They say that breaking up is hard to do, and that may be the case should PPD’s current agreement to be purchased by two private equity firms founders.
The preliminary notice and proxy statement filed by PPD on October 14 with the Securities and Exchange Commission outlines the penalties each party would pay.
If a superior offer were to emerge for the acquisition of the Wilmington-based contract research organization, or should the shareholders not approve the $3.8 billion deal PPD reached to sell the company to private equity firms The Carlyle Group and Hellman & Friedman, PPD would likely have to pay a termination fee to the buyers of either 1.5 percent or 3 percent of the purchase price, depending on the conditions of the termination.
A change of heart on the part of the prospective buyers would be even pricier. Should Carlyle and H&F decide to back out of the agreement, the specified “reverse termination fee” would be roughly $252 million, or about 6.5 percent of the purchase price.
The statement also specifies the terms of a severance or “golden parachute” settlement payable to PPD’s six executive officers should they lose their jobs as a result of the merger. That list includes the company’s new CEO Raymond Hill and former CEO David Grange, who has a consulting contract with the company through the remainder of 2011.
The other four executives listed in the golden parachute provision are Fred Eshelman, PPD’s founder and executive chairman; William J. Sharbaugh, chief operations officer; Daniel G. Darazsdi, chief financial officer; and Christine A. Dingivan, executive vice president and chief medical officer.
If the owners of the newly-private PPD should decide to break up with any of the executives within a year after consummation of the merger, the individual would be entitled to a parachute settlement that combines cash (two or three times the person’s annual salary), equity (stock and stock options), and two years’ worth of health care and insurance coverage. The terms of the merger exempt Hill from stock equity, and limit Grange’s parachute to the value of his stock and stock options plus the entire amount owed him for his consulting services this year.
The total values of these six packages range from $6,718,345 for Eshelman to $2,379,290 for Dingivan.
All six would be paid the value of their stock holdings when the merger is complete, regardless. If Grange serves out his consulting contract, he will be paid everything in his severance package. But the cash and benefit portions of the other severance packages would be paid only upon termination of the executive.
Because of the Dodd-Frank Act of 2011, company shareholders must vote on proposed golden parachutes, although the PPD filing indicates that their shareholders’ vote is “advisory and non-binding.”

[EXERCISES TO COMPLETE]
a) Using the PPD sale article, say whether each statement agrees with it. Answer yes or no for each, and quote the deciding words.
(i) If Carlyle and H&F back out, the fee would be about 6.5 percent of the purchase price.
(ii) David Grange's consulting contract with PPD runs through the end of 2012.
(iii) The shareholders' vote on the golden parachutes is binding.
b) Write out the part of the PPD sale article starting at "The preliminary notice" and ending at "party would pay.".
You don't need the rows for this.

[DATASET CONTENT]
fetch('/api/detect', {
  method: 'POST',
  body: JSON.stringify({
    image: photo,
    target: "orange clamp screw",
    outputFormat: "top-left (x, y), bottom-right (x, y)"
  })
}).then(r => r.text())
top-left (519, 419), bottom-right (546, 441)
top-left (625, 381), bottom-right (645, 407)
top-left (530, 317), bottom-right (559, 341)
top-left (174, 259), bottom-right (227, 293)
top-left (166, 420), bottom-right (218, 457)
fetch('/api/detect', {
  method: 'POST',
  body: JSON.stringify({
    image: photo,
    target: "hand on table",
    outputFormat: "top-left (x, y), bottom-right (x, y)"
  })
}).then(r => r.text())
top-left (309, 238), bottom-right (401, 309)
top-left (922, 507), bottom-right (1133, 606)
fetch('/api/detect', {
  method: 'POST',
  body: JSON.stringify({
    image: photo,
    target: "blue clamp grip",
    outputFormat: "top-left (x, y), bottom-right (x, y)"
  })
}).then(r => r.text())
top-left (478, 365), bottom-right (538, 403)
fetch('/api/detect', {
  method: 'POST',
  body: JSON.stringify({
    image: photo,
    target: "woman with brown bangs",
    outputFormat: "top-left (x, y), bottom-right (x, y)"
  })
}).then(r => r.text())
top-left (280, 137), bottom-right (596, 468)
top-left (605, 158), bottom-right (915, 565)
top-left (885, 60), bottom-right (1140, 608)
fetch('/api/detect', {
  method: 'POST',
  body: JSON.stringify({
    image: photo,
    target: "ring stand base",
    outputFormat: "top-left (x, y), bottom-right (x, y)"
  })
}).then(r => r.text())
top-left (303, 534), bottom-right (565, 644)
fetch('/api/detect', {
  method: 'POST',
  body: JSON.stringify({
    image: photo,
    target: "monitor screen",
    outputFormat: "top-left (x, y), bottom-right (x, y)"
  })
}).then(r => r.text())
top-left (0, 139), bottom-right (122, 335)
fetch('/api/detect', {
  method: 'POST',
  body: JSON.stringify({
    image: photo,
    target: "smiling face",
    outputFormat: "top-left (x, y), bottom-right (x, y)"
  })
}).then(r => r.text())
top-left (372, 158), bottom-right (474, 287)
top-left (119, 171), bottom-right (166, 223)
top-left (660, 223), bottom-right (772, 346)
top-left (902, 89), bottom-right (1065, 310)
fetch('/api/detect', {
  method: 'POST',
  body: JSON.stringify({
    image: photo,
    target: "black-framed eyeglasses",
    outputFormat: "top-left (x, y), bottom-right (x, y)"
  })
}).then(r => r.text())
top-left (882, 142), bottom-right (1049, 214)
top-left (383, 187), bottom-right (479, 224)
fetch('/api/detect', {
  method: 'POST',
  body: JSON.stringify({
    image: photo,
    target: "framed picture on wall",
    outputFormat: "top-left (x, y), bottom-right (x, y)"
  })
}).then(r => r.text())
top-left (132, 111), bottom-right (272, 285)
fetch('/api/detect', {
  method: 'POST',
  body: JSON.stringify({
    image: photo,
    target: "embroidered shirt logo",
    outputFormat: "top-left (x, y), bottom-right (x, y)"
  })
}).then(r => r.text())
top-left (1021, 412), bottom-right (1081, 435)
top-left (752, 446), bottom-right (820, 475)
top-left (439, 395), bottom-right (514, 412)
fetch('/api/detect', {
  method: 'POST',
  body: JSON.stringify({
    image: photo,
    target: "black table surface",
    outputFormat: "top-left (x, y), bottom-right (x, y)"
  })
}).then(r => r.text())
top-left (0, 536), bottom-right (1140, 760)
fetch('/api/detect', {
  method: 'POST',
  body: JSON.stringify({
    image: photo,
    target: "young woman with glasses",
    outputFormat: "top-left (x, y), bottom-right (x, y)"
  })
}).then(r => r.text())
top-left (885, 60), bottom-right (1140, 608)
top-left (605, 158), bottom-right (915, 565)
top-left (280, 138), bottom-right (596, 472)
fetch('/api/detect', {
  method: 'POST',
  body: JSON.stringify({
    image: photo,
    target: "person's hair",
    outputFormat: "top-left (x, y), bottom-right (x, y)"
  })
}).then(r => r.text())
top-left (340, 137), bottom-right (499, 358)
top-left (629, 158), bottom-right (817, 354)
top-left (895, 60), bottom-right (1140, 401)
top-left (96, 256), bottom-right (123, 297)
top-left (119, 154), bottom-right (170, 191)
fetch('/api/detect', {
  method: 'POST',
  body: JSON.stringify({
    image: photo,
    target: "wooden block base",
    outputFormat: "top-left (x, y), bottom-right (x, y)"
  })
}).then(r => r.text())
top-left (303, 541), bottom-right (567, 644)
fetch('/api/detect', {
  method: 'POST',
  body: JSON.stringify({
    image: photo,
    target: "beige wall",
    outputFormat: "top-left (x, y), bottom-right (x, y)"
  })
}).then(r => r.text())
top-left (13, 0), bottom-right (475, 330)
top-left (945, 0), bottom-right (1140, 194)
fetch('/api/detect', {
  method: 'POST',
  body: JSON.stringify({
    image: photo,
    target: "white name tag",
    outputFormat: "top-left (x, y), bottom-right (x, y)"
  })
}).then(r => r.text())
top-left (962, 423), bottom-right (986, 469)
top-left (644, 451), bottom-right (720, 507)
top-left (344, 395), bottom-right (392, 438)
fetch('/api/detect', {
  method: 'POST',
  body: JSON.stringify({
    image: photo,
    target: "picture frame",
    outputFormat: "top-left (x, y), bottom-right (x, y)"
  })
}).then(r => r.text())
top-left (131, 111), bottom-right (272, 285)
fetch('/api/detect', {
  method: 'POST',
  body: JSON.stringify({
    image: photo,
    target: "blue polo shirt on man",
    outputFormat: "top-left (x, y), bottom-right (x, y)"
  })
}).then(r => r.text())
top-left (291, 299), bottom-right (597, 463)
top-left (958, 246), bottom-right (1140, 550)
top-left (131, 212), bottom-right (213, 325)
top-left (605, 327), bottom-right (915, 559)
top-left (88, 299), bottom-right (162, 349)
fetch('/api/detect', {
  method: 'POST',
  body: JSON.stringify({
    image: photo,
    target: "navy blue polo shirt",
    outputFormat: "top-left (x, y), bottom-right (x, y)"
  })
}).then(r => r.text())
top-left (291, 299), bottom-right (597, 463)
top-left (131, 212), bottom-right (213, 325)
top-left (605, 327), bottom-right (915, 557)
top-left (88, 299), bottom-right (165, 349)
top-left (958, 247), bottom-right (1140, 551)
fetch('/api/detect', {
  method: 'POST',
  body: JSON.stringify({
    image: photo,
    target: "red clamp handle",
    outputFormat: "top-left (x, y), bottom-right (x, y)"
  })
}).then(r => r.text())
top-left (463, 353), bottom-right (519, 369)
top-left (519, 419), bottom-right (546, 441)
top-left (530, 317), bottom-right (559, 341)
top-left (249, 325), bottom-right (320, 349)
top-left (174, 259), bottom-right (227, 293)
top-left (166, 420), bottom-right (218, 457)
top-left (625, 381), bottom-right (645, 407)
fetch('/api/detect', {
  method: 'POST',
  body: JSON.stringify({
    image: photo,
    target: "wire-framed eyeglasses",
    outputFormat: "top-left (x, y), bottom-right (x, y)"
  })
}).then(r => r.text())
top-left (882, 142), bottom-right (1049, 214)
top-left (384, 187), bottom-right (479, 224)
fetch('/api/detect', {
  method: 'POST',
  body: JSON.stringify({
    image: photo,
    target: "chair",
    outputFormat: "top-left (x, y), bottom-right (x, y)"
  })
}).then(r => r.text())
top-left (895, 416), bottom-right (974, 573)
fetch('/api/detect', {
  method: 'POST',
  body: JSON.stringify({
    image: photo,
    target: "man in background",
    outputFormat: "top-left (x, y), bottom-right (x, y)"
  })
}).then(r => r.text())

[ANSWERS BY ITEM]
a)
(i) Yes: "roughly $252 million, or about 6.5 percent of the purchase price"
(ii) No: "who has a consulting contract with the company through the remainder of 2011"
(iii) No: "advisory and non-binding."

b)
The preliminary notice and proxy statement filed by PPD on October 14 with the Securities and Exchange Commission outlines the penalties each party would pay.